**Point-per-instance localization data**
^^^^^^^^

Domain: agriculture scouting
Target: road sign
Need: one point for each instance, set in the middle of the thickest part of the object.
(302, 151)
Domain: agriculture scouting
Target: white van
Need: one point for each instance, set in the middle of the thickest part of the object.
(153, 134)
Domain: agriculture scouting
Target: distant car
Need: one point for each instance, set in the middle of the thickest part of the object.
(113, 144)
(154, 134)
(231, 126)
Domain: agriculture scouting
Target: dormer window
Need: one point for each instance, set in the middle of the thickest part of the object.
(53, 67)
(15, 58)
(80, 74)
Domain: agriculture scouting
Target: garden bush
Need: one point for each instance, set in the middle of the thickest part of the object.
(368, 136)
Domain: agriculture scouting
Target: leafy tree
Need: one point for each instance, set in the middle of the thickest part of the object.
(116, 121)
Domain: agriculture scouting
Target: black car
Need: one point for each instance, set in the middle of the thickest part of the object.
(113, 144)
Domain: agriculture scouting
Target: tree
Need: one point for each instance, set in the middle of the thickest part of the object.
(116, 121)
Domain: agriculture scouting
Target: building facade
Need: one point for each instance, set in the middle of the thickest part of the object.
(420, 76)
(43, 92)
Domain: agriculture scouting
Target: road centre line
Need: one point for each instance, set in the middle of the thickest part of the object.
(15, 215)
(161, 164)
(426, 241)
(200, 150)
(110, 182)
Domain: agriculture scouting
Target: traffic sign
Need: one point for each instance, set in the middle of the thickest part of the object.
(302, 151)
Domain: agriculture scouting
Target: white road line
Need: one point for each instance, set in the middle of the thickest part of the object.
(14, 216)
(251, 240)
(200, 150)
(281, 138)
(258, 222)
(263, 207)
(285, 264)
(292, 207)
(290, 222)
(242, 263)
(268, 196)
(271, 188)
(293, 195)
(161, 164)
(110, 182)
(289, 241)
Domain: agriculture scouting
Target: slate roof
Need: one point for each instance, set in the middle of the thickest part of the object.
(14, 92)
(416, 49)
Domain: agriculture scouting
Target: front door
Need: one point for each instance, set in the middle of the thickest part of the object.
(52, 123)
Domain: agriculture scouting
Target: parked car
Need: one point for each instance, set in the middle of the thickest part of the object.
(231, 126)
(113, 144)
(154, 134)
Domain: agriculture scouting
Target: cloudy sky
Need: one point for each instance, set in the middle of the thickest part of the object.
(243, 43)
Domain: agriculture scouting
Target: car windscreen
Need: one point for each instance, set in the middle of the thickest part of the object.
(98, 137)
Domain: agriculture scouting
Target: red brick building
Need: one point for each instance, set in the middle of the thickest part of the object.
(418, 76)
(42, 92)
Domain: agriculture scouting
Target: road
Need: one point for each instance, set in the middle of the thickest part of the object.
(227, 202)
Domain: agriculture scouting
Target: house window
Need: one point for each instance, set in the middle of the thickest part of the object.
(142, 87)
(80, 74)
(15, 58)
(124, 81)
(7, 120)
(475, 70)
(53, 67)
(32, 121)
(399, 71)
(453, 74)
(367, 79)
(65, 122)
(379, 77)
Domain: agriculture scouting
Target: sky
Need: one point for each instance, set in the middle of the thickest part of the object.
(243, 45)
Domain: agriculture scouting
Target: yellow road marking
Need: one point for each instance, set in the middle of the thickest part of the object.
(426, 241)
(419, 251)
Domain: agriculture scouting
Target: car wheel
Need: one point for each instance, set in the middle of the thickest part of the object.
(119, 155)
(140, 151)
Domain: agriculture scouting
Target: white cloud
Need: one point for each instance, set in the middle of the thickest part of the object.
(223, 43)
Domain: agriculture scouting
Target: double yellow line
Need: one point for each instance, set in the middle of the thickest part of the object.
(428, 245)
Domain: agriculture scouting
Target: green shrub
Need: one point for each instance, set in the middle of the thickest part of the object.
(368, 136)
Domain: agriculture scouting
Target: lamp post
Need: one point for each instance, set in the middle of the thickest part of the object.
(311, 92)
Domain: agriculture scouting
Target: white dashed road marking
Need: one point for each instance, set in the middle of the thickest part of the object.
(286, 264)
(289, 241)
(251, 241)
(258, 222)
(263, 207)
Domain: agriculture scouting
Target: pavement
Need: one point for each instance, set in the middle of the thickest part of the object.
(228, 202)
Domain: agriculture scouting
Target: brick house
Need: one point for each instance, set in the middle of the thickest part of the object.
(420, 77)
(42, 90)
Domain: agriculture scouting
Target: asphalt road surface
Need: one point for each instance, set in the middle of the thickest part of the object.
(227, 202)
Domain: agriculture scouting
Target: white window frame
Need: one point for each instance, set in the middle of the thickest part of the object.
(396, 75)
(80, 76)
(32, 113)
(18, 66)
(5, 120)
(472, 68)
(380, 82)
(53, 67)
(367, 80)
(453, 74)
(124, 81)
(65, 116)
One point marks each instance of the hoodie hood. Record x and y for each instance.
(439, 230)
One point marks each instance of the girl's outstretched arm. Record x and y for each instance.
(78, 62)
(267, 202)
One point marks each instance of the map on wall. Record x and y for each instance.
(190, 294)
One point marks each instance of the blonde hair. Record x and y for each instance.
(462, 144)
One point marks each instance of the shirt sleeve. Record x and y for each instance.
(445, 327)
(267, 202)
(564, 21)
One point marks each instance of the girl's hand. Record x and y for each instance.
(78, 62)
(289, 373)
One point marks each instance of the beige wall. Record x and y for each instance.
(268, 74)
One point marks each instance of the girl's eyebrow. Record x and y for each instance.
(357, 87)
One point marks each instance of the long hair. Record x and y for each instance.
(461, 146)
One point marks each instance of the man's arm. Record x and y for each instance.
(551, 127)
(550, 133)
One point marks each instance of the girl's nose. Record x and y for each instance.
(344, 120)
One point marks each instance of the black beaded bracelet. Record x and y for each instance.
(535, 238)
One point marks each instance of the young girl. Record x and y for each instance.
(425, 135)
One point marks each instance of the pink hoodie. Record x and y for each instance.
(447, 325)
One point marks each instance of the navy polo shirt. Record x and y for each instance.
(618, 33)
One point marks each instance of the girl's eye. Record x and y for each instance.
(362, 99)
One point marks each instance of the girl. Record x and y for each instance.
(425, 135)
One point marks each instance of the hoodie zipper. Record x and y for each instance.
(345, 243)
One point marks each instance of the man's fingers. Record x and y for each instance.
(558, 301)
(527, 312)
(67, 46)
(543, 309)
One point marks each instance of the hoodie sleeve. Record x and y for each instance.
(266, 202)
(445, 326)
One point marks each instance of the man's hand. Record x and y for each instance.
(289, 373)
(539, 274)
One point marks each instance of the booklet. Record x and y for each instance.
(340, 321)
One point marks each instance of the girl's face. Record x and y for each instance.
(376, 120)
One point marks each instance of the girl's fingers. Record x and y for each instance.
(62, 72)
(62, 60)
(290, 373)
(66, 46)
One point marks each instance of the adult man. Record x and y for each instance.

^^^^^^^^

**WHAT TO PRODUCE**
The expected output is every line of the records in which the string "marking" appears.

**EXERCISE RESULT**
Target: yellow road marking
Target: white dashed road marking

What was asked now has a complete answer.